[Given data Boundary: Start]

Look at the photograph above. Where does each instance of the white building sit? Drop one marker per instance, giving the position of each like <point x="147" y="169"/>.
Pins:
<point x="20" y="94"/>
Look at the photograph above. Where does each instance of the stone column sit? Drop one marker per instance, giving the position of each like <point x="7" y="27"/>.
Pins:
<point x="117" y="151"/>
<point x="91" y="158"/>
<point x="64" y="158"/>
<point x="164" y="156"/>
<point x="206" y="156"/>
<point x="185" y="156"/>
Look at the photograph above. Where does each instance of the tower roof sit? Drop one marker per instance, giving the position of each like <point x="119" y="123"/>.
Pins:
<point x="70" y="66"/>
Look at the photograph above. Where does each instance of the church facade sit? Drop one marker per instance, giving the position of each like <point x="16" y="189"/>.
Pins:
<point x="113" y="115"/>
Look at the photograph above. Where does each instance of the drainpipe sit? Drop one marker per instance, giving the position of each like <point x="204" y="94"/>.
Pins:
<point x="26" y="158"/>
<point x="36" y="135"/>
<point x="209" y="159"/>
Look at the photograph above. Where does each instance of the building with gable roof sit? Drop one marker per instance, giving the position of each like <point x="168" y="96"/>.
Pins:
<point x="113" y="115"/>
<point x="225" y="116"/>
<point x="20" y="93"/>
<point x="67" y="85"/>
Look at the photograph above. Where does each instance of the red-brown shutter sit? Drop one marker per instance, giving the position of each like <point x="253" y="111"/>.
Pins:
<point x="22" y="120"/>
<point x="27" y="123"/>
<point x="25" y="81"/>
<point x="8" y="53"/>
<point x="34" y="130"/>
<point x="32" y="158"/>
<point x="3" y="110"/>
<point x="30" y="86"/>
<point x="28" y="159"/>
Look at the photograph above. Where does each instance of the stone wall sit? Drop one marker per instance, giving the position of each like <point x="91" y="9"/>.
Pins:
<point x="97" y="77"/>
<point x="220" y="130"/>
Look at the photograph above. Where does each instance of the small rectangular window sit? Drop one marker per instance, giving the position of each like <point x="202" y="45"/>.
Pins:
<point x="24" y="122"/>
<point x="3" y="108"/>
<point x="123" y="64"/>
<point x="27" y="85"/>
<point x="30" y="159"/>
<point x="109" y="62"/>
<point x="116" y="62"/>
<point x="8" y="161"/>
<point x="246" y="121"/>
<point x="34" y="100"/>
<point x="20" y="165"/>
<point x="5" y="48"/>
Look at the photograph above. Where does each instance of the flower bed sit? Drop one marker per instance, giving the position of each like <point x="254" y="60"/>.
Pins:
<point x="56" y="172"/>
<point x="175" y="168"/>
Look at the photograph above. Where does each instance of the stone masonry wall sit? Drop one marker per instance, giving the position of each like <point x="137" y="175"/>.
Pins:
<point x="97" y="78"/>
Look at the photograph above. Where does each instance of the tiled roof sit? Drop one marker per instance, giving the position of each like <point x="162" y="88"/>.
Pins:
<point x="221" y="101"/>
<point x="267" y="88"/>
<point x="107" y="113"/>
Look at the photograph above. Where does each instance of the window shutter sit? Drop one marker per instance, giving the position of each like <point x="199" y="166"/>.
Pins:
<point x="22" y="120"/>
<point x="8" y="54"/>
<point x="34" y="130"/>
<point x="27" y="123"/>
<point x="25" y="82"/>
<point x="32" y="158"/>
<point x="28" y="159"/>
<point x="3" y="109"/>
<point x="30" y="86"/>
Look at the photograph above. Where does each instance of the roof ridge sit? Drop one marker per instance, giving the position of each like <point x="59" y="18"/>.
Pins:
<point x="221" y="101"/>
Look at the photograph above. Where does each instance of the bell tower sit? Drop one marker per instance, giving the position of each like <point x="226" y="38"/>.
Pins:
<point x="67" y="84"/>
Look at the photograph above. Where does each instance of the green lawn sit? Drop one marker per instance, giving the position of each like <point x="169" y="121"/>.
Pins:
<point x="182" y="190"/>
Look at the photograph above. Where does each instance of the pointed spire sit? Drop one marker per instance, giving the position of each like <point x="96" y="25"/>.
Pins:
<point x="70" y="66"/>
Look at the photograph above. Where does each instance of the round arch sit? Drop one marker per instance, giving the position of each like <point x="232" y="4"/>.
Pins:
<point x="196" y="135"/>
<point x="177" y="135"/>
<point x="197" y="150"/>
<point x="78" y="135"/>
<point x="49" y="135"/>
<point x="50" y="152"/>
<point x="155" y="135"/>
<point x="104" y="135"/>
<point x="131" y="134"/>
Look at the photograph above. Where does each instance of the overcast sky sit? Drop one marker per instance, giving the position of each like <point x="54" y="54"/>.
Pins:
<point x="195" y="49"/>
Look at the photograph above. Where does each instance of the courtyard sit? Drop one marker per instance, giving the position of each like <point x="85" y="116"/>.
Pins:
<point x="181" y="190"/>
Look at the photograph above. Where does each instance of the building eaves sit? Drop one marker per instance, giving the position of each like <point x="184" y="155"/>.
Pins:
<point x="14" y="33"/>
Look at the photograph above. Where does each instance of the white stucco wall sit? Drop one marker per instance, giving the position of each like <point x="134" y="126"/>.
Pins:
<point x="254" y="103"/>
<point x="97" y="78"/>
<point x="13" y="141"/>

[Given data Boundary: End]

- [Your goal] Out of the preceding entries, pull each line that contains the word "building".

- [Worked solution]
Look at the photograph above. Where does each instance of the white building sit? Drop one marker per instance, giving the position of each like <point x="147" y="169"/>.
Look at the photograph above. Where does each instance of the building with gable roof sit? Drop one marker per instance, giving the position of each like <point x="168" y="96"/>.
Look at the photograph above. Where does each instance of the building eaves sit? Drop one marker per instance, giving the position of each like <point x="184" y="155"/>.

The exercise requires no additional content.